■ **TASKS TO COMPLETE**:
a - Shorten the paragraph of the IRT documentation that begins "Define the data-generating model" into one concise sentence that keeps its main facts.
b - Retype the part of the IRT documentation starting with "Either a character" and going on through "theta_dist, and n_factors.".

■ **EXERCISE PASSAGE**:
A named list with mechanism-specific metadata: requires_rate (logical), requires_test_design (logical), test_design_key (character or NA), print_label (character), print_style (character: "plain", "rate", or "design"), and design_unit (character or NA).


Get a Model Configuration from the Registry (Internal)

Description

Retrieves the configuration for a specified model and validates that it exists.

Usage

get_model_config(model)

Arguments

model

Character string: "1PL", "2PL", or "GRM".

Value

A named list with model-specific functions and metadata.


Create an IRT Design Specification

Description

Define the data-generating model for an IRT simulation study. This captures decisions 1–3 from the Schroeders & Gnambs (2025) framework: dimensionality, item parameters, and item type.

Usage

irt_design(model, n_items, item_params, theta_dist = "normal", n_factors = 1L)

Arguments

model

Character string specifying the IRT model. One of "1PL", "2PL", or "GRM".

n_items

Positive integer. Number of items in the instrument.

item_params

A named list of item parameters. Contents depend on model:

1PL

b (numeric vector of length n_items). Discrimination is fixed at 1 for all items and added automatically.

2PL

a (discrimination, positive numeric vector or matrix) and b (difficulty, numeric vector), each of length n_items.

GRM

a (discrimination, positive numeric vector) of length n_items and b (threshold matrix, n_items rows by n_categories - 1 columns).

theta_dist

Either a character string ("normal" or "uniform") or a function that takes a single argument n and returns a numeric vector of length n. Defaults to "normal".

n_factors

Positive integer specifying the number of latent factors. Defaults to 1L.

Value

An S3 object of class irt_design (a named list) with elements model, n_items, item_params, theta_dist, and n_factors.

See Also

irt_study() to add study conditions, irt_params_2pl() and irt_params_grm() to generate item parameters.

Examples

# 1PL (Rasch) design with 20 items
design_1pl <- irt_design(
  model = "1PL",
  n_items = 20,
  item_params = list(b = seq(-2, 2, length.out = 20))

Items in a dataset
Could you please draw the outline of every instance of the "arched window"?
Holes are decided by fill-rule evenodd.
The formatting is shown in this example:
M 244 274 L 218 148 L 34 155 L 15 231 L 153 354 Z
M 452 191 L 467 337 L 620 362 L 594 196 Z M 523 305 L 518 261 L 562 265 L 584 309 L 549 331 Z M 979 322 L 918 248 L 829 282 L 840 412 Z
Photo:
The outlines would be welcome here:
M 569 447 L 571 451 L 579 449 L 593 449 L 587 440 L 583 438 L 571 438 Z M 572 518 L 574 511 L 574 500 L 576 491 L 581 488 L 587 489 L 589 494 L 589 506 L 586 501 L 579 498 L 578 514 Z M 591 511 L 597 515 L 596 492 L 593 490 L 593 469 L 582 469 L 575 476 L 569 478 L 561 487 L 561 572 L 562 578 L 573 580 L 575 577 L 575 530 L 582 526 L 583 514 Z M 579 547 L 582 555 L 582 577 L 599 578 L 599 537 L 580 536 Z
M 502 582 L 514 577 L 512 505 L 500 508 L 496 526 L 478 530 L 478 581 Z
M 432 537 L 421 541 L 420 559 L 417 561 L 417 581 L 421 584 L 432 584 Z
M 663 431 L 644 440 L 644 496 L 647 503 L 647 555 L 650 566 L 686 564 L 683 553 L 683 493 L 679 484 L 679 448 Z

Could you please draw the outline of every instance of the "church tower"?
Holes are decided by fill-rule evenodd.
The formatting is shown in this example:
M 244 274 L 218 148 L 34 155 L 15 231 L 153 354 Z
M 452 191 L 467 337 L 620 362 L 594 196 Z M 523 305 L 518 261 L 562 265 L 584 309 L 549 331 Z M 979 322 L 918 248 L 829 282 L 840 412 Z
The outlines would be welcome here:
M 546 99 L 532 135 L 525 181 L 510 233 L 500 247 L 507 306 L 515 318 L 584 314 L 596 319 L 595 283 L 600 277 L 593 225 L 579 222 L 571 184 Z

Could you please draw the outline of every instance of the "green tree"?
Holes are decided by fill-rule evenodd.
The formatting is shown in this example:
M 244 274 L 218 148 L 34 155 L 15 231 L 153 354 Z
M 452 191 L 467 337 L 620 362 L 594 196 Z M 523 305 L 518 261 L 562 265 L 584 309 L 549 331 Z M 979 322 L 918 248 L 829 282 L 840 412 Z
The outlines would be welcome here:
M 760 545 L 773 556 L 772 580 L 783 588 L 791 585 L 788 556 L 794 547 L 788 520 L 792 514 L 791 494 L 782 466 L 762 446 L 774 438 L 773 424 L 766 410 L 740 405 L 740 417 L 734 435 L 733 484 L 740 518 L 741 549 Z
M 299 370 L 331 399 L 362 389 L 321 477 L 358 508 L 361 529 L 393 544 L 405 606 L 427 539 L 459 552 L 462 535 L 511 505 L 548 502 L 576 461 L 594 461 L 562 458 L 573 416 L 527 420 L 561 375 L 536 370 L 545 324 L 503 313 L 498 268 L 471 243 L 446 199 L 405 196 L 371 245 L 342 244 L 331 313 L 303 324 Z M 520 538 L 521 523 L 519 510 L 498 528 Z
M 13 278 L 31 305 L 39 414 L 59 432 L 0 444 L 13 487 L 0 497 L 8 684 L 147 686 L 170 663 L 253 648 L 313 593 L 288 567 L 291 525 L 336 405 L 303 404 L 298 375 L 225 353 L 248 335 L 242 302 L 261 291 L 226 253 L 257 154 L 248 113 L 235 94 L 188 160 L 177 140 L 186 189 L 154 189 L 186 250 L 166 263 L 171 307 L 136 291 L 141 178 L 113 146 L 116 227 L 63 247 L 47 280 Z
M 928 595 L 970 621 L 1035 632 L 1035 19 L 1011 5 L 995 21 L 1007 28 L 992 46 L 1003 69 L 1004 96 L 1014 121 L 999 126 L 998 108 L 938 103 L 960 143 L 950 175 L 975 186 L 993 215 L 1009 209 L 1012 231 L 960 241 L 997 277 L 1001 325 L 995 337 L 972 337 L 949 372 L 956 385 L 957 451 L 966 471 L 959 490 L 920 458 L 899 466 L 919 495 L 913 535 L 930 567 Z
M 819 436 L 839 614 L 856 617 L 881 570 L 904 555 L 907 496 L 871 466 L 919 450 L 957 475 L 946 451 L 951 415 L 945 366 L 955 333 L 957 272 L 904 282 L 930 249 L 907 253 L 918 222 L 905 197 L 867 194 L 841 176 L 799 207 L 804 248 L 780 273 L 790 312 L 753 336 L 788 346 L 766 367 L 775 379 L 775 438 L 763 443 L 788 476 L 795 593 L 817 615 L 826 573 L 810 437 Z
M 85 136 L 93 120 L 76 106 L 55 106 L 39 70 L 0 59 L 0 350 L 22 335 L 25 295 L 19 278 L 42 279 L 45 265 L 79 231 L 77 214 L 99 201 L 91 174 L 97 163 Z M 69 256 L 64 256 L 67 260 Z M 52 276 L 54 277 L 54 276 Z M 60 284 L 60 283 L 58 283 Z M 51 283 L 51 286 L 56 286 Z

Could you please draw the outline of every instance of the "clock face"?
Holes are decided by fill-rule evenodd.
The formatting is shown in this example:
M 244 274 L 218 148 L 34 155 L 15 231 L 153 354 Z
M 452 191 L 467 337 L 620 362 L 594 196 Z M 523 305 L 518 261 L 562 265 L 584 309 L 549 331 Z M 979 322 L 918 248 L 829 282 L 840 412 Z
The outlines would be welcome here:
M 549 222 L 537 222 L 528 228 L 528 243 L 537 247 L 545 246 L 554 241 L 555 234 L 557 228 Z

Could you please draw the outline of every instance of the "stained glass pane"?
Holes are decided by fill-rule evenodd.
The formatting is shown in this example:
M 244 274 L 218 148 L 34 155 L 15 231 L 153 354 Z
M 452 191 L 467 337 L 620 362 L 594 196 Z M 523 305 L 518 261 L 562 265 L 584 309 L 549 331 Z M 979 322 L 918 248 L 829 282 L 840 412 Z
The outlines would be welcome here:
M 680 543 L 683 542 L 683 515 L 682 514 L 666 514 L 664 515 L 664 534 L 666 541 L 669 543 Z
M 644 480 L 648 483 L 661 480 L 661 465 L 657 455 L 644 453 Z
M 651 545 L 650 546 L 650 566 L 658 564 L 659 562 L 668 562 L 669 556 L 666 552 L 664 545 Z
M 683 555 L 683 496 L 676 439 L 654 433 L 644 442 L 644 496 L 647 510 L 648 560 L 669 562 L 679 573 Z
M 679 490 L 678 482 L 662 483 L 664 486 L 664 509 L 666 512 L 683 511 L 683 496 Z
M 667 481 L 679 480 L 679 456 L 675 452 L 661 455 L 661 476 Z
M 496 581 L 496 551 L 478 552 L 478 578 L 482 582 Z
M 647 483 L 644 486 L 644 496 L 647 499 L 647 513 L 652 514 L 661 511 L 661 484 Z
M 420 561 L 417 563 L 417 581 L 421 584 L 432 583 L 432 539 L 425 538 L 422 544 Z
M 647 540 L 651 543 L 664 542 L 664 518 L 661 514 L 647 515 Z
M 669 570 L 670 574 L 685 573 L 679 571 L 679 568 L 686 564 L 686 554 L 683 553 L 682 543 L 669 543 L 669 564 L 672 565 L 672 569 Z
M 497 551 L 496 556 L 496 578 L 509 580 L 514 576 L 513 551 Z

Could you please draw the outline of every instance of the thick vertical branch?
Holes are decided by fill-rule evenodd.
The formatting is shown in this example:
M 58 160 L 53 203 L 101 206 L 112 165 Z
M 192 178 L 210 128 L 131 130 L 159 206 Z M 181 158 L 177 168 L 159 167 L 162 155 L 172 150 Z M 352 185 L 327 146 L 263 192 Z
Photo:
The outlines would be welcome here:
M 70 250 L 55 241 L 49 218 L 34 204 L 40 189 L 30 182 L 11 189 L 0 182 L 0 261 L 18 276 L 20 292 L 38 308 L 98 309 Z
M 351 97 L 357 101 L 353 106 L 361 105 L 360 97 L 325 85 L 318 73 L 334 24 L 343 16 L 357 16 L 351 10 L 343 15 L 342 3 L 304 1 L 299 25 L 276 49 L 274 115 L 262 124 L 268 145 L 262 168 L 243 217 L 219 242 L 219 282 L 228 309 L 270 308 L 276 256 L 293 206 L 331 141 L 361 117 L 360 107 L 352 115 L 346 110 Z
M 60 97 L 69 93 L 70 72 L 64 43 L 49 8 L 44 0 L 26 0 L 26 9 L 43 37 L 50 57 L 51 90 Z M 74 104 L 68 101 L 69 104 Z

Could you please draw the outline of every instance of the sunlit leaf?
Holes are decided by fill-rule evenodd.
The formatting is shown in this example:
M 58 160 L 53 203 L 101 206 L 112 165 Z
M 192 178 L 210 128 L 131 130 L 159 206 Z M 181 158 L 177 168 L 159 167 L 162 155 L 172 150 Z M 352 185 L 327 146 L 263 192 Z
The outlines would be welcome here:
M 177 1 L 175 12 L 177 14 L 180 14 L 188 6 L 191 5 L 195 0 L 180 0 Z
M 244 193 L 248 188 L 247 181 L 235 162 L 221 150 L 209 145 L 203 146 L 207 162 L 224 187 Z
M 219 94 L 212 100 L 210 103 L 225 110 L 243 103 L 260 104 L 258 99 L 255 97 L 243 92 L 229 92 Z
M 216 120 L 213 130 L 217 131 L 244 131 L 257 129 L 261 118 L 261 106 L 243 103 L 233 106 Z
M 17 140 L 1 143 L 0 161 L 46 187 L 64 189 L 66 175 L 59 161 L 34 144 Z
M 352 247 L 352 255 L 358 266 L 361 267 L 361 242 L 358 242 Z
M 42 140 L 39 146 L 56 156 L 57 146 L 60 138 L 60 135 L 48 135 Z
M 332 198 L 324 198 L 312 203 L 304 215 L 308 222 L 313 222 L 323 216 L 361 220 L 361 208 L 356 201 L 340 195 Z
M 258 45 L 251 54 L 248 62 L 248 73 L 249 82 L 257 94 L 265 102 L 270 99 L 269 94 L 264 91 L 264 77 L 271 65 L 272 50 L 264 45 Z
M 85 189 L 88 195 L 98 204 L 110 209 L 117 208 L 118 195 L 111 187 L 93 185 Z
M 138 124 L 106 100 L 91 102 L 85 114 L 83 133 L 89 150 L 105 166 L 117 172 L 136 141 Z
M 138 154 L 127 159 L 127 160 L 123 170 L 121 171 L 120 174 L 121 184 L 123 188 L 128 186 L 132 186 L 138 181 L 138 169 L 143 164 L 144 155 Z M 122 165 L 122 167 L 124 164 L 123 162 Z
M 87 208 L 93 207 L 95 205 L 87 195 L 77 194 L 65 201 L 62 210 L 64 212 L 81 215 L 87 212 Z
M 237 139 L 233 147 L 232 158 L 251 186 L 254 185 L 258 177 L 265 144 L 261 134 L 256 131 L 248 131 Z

■ **OUTPUTS FOR THE TASKS**:
a - It defines the data-generating model for an IRT simulation study, covering decisions 1–3 of the Schroeders & Gnambs (2025) framework: dimensionality, item parameters, and item type.

b -
Either a character string ("normal" or "uniform") or a function that takes a single argument n and returns a numeric vector of length n. Defaults to "normal".

n_factors

Positive integer specifying the number of latent factors. Defaults to 1L.

Value

An S3 object of class irt_design (a named list) with elements model, n_items, item_params, theta_dist, and n_factors.